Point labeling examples
┏━━
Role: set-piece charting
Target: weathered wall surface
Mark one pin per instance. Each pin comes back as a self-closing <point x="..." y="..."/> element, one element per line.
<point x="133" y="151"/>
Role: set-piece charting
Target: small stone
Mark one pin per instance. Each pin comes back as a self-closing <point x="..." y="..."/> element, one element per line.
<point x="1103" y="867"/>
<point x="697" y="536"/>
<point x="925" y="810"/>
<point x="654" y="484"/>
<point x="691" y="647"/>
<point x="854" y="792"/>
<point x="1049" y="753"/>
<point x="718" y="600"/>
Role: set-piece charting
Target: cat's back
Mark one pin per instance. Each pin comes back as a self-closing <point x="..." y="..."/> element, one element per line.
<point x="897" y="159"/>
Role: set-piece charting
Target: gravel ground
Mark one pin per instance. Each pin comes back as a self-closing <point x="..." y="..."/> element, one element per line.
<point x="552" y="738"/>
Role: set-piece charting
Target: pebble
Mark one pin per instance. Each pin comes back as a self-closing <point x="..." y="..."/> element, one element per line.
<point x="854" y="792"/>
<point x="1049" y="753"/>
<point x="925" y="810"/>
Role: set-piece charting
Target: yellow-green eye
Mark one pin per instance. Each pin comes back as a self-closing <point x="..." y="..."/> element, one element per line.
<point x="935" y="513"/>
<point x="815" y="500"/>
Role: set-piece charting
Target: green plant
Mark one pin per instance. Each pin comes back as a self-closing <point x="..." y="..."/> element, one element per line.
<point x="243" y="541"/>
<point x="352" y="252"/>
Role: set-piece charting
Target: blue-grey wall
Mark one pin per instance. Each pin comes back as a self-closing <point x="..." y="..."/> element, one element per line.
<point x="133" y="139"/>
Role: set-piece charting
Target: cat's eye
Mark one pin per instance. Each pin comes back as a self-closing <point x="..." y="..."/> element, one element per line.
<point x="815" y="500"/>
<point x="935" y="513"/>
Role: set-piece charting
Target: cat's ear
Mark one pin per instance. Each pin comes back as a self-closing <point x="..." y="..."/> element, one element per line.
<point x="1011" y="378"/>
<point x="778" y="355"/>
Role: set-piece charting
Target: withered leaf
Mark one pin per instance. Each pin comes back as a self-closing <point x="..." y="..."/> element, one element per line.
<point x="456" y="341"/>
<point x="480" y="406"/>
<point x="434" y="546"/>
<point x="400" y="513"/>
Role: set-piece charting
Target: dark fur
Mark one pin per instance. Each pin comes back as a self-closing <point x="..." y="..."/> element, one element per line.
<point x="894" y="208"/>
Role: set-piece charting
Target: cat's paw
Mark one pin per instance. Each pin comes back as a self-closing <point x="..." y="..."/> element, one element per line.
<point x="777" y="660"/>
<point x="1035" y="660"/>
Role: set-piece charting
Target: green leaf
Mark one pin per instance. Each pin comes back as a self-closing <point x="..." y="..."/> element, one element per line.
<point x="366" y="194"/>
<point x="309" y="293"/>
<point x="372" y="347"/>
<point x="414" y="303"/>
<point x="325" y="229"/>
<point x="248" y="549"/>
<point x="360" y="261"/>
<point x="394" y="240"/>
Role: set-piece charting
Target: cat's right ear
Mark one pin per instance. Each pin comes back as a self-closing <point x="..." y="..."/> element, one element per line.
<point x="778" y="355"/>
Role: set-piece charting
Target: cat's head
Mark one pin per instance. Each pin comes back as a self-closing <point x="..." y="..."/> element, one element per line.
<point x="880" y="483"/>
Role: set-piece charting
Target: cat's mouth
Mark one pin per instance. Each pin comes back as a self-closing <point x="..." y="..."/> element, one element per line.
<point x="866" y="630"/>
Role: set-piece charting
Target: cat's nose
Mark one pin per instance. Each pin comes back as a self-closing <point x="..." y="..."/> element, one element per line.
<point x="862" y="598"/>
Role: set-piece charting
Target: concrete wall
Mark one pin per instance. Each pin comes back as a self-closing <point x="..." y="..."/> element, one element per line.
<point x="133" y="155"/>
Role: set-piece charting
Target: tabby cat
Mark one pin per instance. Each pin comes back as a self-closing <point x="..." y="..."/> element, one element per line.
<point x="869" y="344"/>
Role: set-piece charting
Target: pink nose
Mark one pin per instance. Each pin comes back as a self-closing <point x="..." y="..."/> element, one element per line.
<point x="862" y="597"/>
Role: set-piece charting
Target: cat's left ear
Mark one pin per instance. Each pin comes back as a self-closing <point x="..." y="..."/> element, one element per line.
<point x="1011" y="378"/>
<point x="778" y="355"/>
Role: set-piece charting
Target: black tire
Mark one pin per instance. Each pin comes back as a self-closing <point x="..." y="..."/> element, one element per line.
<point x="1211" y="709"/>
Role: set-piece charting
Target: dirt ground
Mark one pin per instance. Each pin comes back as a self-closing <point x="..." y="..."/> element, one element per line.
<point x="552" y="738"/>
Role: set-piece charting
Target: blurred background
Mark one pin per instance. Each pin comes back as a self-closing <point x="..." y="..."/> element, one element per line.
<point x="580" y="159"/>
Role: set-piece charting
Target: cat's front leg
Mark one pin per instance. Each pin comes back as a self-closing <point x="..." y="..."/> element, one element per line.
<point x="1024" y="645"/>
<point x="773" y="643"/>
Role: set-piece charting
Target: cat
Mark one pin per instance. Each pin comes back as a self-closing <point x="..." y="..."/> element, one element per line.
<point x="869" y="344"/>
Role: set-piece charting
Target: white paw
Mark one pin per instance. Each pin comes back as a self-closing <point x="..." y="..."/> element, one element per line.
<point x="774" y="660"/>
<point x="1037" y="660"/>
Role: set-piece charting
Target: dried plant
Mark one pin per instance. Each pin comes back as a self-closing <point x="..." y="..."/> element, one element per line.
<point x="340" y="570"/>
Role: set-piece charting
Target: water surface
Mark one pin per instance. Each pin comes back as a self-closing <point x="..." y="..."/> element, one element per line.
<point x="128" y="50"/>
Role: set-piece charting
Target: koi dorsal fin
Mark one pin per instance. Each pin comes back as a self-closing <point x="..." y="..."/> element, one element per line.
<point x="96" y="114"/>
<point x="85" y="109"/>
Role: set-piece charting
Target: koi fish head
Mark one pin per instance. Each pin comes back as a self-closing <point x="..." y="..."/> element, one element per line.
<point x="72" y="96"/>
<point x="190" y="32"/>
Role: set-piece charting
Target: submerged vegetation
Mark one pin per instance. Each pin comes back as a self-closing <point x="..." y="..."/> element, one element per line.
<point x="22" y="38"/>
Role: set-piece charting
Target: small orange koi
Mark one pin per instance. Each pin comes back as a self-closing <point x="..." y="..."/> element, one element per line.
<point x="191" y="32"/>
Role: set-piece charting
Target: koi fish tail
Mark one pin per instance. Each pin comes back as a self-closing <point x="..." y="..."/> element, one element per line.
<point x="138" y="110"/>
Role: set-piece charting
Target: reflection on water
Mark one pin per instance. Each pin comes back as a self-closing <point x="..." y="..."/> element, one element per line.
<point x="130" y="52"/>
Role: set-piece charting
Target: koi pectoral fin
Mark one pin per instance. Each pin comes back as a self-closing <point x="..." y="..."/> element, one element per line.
┗━━
Pull out every line of the data above that contains the string "wall". Matching is case-sensitive.

Problem solution:
Target: weathered wall surface
Target: blue-grey wall
Target: concrete wall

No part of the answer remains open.